- [Supplied information]

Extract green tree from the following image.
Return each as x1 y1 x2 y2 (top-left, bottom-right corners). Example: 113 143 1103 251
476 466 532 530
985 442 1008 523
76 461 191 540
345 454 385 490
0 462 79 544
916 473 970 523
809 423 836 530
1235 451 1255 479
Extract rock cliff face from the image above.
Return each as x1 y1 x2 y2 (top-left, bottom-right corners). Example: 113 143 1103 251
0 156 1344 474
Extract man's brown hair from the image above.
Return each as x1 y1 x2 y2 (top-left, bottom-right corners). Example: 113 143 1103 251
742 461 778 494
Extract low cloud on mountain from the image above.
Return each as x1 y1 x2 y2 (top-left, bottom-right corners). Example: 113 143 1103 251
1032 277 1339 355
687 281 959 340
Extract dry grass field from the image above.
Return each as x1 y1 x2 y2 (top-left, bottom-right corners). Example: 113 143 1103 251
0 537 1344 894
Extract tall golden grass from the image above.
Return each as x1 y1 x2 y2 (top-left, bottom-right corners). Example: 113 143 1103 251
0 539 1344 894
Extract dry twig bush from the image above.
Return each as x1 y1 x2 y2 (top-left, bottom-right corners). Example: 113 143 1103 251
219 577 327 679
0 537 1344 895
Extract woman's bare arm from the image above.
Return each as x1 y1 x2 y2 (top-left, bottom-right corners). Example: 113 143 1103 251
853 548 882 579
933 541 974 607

- [Exercise brief]
Repeat every one of the records above verbatim, line for line and in the same order.

- [Result of the exercise]
Extract green tree from the following image.
Return each as x1 y1 x2 y2 (top-left, bottom-right corners). Example: 113 143 1103 251
476 466 532 530
985 442 1008 523
76 461 191 540
345 454 385 490
0 462 79 544
916 473 970 523
809 423 836 530
1235 451 1255 479
Extract rock cliff face from the image above.
Return each as x1 y1 x2 y2 (top-left, bottom-right corners). Example: 113 143 1103 251
0 156 1344 474
Extract man's brown hair from the image above.
Return each as x1 y1 x2 y2 (top-left, bottom-right corners). Example: 113 143 1103 251
742 461 778 494
Extract low cloud on mountain from the image above.
Return each as x1 y1 x2 y2 (top-left, bottom-right corners). Example: 113 143 1103 251
1032 277 1339 355
687 281 959 340
Extract dry grass field from the image above.
Return each as x1 y1 x2 y2 (top-left, bottom-right corners). Example: 113 143 1103 251
0 537 1344 894
Extract tall golden grass from the image above.
Return each as x1 y1 x2 y2 (top-left, bottom-right corners). Example: 113 143 1103 251
0 539 1344 894
Extract dry twig bush from the image above.
Return each as x1 y1 x2 y2 (top-left, bottom-right corners). Example: 113 143 1103 251
219 577 327 679
0 537 1344 895
Extract woman's bare arm from the image above.
Return each as x1 y1 x2 y2 (top-left, bottom-right corners). Example: 113 143 1103 251
853 548 882 579
933 541 974 607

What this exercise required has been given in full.